**Problem**
Retype each entry below exactly as it stands.
>> start Entries supplied
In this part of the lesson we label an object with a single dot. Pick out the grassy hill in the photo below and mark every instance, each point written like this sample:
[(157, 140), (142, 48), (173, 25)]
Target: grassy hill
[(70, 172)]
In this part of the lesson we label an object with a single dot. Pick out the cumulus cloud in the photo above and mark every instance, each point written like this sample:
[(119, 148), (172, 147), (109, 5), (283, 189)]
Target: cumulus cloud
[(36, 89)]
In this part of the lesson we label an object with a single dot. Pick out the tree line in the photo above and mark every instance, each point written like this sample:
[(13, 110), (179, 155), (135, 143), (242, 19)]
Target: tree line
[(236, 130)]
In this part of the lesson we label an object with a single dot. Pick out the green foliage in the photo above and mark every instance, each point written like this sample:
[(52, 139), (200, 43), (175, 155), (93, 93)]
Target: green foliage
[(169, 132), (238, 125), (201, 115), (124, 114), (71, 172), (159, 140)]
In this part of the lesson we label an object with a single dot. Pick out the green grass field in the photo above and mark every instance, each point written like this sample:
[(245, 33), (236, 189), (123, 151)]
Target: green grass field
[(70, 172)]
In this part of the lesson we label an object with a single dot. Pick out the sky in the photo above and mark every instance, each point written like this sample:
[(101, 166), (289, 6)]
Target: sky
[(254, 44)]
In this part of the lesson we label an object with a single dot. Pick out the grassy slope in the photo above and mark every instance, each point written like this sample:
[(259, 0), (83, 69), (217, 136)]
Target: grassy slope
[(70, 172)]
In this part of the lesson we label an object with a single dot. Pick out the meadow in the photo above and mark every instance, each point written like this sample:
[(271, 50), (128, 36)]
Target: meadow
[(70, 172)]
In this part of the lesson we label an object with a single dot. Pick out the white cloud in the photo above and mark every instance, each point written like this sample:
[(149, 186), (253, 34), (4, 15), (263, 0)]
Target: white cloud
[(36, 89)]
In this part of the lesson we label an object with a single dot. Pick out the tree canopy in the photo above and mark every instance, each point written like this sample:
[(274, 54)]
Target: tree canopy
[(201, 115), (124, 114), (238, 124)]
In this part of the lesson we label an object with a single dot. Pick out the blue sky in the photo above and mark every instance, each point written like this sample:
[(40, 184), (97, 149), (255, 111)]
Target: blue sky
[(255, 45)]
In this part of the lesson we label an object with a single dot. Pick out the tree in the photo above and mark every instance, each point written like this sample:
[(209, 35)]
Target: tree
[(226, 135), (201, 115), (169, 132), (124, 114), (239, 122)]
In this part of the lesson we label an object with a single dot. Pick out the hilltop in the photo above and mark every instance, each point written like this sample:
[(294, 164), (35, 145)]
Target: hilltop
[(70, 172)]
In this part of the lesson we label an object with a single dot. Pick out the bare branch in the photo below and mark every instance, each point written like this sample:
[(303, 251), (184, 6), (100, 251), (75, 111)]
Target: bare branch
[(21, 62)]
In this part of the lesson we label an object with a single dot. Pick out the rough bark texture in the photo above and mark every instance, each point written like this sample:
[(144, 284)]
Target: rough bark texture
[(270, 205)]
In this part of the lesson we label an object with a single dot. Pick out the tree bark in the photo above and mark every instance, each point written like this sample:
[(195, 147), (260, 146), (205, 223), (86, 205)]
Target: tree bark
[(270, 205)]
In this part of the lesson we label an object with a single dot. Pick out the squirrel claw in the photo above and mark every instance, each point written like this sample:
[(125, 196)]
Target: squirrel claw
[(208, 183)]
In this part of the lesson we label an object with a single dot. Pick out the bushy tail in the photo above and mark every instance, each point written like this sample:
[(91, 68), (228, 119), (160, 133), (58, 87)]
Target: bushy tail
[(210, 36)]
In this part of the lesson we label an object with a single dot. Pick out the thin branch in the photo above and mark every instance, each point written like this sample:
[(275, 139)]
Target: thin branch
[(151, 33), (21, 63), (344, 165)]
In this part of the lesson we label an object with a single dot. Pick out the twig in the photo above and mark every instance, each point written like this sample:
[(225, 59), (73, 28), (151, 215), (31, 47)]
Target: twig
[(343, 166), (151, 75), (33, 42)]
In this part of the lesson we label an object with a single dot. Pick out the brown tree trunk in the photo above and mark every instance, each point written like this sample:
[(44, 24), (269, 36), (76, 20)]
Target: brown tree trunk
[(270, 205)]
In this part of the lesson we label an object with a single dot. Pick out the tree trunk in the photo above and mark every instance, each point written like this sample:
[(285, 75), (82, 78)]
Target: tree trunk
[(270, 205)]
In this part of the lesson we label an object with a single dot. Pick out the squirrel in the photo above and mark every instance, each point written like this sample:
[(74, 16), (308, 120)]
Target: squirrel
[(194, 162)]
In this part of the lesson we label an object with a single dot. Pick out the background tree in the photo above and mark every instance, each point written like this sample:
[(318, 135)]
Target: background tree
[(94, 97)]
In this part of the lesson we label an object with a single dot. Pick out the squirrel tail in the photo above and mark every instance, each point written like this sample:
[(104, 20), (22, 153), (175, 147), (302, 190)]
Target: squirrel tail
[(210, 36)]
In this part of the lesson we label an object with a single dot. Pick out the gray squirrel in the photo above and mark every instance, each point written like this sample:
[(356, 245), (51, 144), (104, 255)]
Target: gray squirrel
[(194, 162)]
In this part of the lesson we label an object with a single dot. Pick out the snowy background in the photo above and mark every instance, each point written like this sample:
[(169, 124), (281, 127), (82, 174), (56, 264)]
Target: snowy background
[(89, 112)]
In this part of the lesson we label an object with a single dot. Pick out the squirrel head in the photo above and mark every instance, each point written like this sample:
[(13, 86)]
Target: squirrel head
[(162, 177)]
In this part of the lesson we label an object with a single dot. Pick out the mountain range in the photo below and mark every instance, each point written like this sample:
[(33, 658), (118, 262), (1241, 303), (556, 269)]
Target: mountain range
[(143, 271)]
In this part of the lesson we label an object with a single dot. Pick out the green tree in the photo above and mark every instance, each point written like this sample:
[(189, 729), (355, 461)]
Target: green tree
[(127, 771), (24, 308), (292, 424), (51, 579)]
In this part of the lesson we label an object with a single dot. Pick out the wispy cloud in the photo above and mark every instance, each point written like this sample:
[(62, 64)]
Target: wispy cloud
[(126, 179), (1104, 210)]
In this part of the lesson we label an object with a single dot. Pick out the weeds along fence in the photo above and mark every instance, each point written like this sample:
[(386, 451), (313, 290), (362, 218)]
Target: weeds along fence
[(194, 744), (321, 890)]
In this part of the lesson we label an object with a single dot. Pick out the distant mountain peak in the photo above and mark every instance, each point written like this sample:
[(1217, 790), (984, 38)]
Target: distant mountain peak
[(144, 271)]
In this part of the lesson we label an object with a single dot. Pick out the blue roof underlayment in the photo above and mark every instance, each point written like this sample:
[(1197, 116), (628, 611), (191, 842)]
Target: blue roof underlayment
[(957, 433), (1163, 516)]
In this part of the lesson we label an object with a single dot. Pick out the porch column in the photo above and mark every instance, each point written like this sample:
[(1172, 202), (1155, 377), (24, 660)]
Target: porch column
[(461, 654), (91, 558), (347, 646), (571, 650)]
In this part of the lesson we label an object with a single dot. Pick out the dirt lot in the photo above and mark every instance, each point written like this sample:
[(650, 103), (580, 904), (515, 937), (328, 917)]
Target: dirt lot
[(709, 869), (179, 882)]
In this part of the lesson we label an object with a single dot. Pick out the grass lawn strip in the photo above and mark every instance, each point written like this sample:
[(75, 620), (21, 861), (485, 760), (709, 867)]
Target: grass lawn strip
>> end Entries supplied
**Solved problem**
In this part of the lesson we label an object with a single dot. Pick out the grassy hill in the photo below and mark every instance, each point written like this sample:
[(157, 140), (142, 48), (173, 25)]
Target: grassy hill
[(70, 172)]
In this part of the lesson we label an object with a single dot. Pick out the cumulus cloud in the photo above and mark every instance, each point written like this sample:
[(119, 148), (172, 147), (109, 5), (283, 189)]
Target: cumulus cloud
[(36, 89)]
In this part of the lesson we label an object with a single dot. Pick out the tree line in the photo above and mark every instance, each point written like this sample:
[(13, 110), (179, 155), (135, 143), (242, 19)]
Target: tree line
[(236, 130)]
In this part of the lesson we label an object with a single dot. Pick out the green foliage in the photo above and mark every instance, each point written like this sample:
[(52, 139), (200, 43), (175, 155), (93, 93)]
Target: green foliage
[(169, 132), (238, 125), (201, 115), (124, 114), (71, 172), (159, 140)]
In this part of the lesson we label an object with a single dot. Pick out the green grass field in the photo above and mark every instance, each point written like this sample:
[(245, 33), (236, 189), (123, 151)]
Target: green grass field
[(70, 172)]
In this part of the lesson we label an object with a single dot. Pick out the sky in the photo above and mark every instance, each point written like this sample:
[(101, 166), (289, 6)]
Target: sky
[(254, 44)]
In this part of the lesson we label an object with a single dot. Pick out the grassy slope in the photo above and mark every instance, each point written like this sample:
[(259, 0), (83, 69), (217, 136)]
Target: grassy slope
[(70, 172)]
In this part of the lesson we label an object with a single dot. Pick out the meadow in the photo above and mark every instance, each point written like this sample:
[(271, 50), (128, 36)]
Target: meadow
[(70, 172)]
In this part of the lesson we label an object with a single dot. Pick out the white cloud in the photo above and mark every instance, each point written like this sample:
[(149, 186), (253, 34), (4, 15), (263, 0)]
Target: white cloud
[(36, 89)]
In this part of the lesson we label an object with a single dot. Pick out the tree canopy in the photo above and mark every instance, each point written like this sample:
[(274, 54)]
Target: tree canopy
[(201, 115), (124, 114), (238, 124)]
In this part of the lesson we label an object with a single dot. Pick out the blue sky in the photo above and mark every instance, each point written like this sample:
[(40, 184), (97, 149), (255, 111)]
Target: blue sky
[(255, 45)]
In this part of the lesson we label an object with a single dot. Pick out the tree in the photo above and mark every instance, each point written like this sample:
[(209, 35)]
Target: tree
[(226, 135), (201, 115), (169, 132), (124, 114), (239, 122)]
In this part of the lesson we label an object with a single dot. Pick out the hilltop in the photo above and mark every instance, each point written like this sample:
[(294, 164), (35, 145)]
Target: hilltop
[(70, 172)]
In this part of the lesson we label an object with a single dot. Pick out the bare branch in the photo below and mark every instance, each point written like this sample:
[(303, 251), (184, 6), (100, 251), (75, 111)]
Target: bare branch
[(21, 62)]
In this part of the lesson we label an object with a single dot. Pick out the rough bark texture in the photo above and mark every instance, each point written like this sample:
[(144, 284)]
Target: rough bark texture
[(270, 205)]
In this part of the lesson we label an object with a single dot. Pick out the tree bark in the photo above and mark every instance, each point written like this sample:
[(195, 147), (260, 146), (205, 223), (86, 205)]
Target: tree bark
[(270, 205)]
In this part of the lesson we label an object with a single dot. Pick out the squirrel claw in the photo above and mark every instance, each point written like this sample:
[(125, 196)]
Target: squirrel claw
[(208, 183)]
In this part of the lesson we label an object with a single dot. Pick out the bushy tail in the photo above and mark every instance, each point written like this sample:
[(91, 68), (228, 119), (160, 133), (58, 87)]
Target: bushy tail
[(210, 36)]
In this part of the lesson we label an object with a single dot. Pick out the thin branch in the photo above and mark every instance, each point written like this sample:
[(275, 139)]
Target: thin branch
[(151, 33), (21, 63), (344, 165)]
In this part of the lesson we label an object with a single dot. Pick out the twig in the photo above and mark every instance, each point written like this sample:
[(225, 59), (73, 28), (151, 215), (31, 47)]
Target: twig
[(343, 166), (151, 75), (33, 42)]
In this part of the lesson we label an object with a single dot. Pick out the brown tree trunk in the photo above and mark every instance, each point written like this sample:
[(44, 24), (269, 36), (76, 20)]
Target: brown tree trunk
[(270, 205)]
In this part of the lesson we label an object with a single dot. Pick out the tree trunk in the photo above and mark every instance, each point written like this sample:
[(285, 75), (82, 78)]
Target: tree trunk
[(270, 205)]
In this part of the lesson we label an object with a single dot. Pick out the squirrel in the photo above and mark every instance, each point written like this sample:
[(74, 16), (308, 120)]
Target: squirrel
[(194, 162)]
In this part of the lesson we label an object with a single dot. Pick out the background tree in the photo above and mark every instance, each point written like this sample:
[(318, 135)]
Target: background tree
[(94, 97)]
In this part of the lesson we label an object with a single dot. Pick out the squirrel tail in the photo above and mark every instance, each point written like this sample:
[(104, 20), (22, 153), (175, 147), (302, 190)]
Target: squirrel tail
[(210, 36)]
In this part of the lesson we label an object with a single dot. Pick out the gray squirrel in the photo above and mark every instance, each point written like this sample:
[(356, 245), (51, 144), (104, 255)]
Target: gray squirrel
[(194, 162)]
In this part of the lesson we label an object with a single dot. Pick out the snowy background in the photo above and mark every instance, each point written like this sample:
[(169, 124), (281, 127), (82, 174), (56, 264)]
Target: snowy background
[(89, 112)]
In this part of the lesson we label an object with a single dot. Pick out the squirrel head in the photo above and mark every instance, each point written like this sample:
[(13, 86)]
Target: squirrel head
[(162, 177)]
In this part of the lesson we label an object with a single dot. Pick out the mountain range in the photo below and mark every instance, each point written like this sample:
[(33, 658), (118, 262), (1241, 303), (556, 269)]
Target: mountain range
[(143, 271)]
In this part of the lesson we label an object with a single dot. Pick out the green tree in the photo above and mark every instance, each point written like this sample:
[(189, 729), (355, 461)]
Target: green tree
[(127, 771), (24, 308), (292, 424), (51, 579)]
In this part of the lesson we label an object with a single dot. Pick out the wispy cloud in the photo above and mark every instance, each point written like this sample:
[(62, 64)]
Target: wispy cloud
[(126, 179), (1104, 210)]
In this part of the lesson we label an object with a single dot. Pick out the weeds along fence in the photo above and mark every instance, each point written like this sample:
[(386, 451), (313, 290), (362, 218)]
Target: weeds along fence
[(194, 744), (321, 890)]
In this part of the lesson we label an object with a single dot. Pick out the distant mountain peak in the photo above and mark every instance, each point written like this sample:
[(1217, 790), (984, 38)]
Target: distant mountain peak
[(144, 271)]
In this part of the lesson we label an object with a single dot. Pick out the blue roof underlayment in the photo above and mark every instance, each point written like this sample:
[(1197, 116), (628, 611), (191, 842)]
Target: blue roof underlayment
[(957, 433), (1163, 516)]
In this part of the lesson we label an object with a single dot. Pick out the porch column in the photo above and mark every instance, each point written like this sample:
[(1172, 202), (1155, 377), (24, 660)]
Target: porch column
[(461, 654), (91, 558), (347, 646), (571, 650)]
In this part of the lesson we label an object with a single dot. Pick out the dirt lot in the photo above and mark every instance, each point written like this sample:
[(650, 103), (580, 904), (515, 937), (328, 917)]
Target: dirt lot
[(709, 869), (179, 882)]
In this part of the lesson we label an object with a single dot. Pick out the grass lawn strip in the photo above and mark every instance, each point written like this sample:
[(75, 620), (21, 861), (485, 760), (709, 867)]
Target: grass lawn strip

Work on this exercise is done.